Material for the task.
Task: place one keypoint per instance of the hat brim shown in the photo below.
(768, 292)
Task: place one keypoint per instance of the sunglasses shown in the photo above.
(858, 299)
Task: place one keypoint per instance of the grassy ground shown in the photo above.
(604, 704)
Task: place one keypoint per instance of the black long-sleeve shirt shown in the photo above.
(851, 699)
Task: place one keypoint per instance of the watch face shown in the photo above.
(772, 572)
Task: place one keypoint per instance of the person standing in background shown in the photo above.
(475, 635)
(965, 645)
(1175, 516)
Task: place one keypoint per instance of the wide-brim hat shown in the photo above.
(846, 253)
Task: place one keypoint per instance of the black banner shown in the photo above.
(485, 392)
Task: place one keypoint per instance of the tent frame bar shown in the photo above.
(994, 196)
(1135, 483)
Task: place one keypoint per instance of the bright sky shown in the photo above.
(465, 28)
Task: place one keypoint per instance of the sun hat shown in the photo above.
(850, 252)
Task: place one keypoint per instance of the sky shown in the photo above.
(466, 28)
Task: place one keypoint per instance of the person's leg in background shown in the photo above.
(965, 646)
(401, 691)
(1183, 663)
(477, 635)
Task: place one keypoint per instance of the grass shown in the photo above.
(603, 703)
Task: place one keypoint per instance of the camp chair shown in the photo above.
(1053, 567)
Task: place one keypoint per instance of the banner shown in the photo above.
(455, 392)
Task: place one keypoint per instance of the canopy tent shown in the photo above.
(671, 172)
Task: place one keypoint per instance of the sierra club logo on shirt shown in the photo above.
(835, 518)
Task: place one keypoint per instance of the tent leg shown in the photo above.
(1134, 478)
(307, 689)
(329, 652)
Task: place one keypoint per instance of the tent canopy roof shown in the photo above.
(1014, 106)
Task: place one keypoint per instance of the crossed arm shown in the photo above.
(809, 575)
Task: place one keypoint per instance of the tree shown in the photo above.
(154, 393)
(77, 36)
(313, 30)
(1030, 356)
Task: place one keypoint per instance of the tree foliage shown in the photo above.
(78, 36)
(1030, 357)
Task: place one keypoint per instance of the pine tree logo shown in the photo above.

Assignment.
Everything from the line containing "Task: place one keypoint per instance of the person's" through the last line of the listing must be reproduced exactly, and no other line.

Written solution.
Task: place one keypoint per instance of the person's leg in background shown in the photo above.
(965, 646)
(401, 691)
(1183, 663)
(477, 635)
Task: place one keypoint per instance of the grass shown in the photo above.
(603, 703)
Task: place one keypoint per instance of the camp chair shown in the photo above.
(1053, 567)
Task: place one keypoint per instance of the banner shown in the photo above.
(455, 392)
Task: place one keypoint per instance of the canopy tent shown in the photo above.
(671, 172)
Task: place one keypoint per instance of the sierra club logo on shirt shown in the photo above.
(835, 518)
Task: place one keypoint per instance of the tent leg shown in the photo above.
(1134, 478)
(307, 689)
(329, 652)
Task: place one keypoint per instance of the tent canopy roof shown in the photo above.
(1014, 106)
Task: place one keypoint per instance of the crossed arm shown in the photo above.
(809, 575)
Task: place one keypoint per instance of the tree shown in the photo above.
(154, 393)
(77, 36)
(313, 30)
(1030, 356)
Task: place one keypoint per instance of the tree foliage shown in the photo above.
(78, 36)
(1030, 357)
Task: place one keypoint per instance of the pine tree logo shown in the photo above.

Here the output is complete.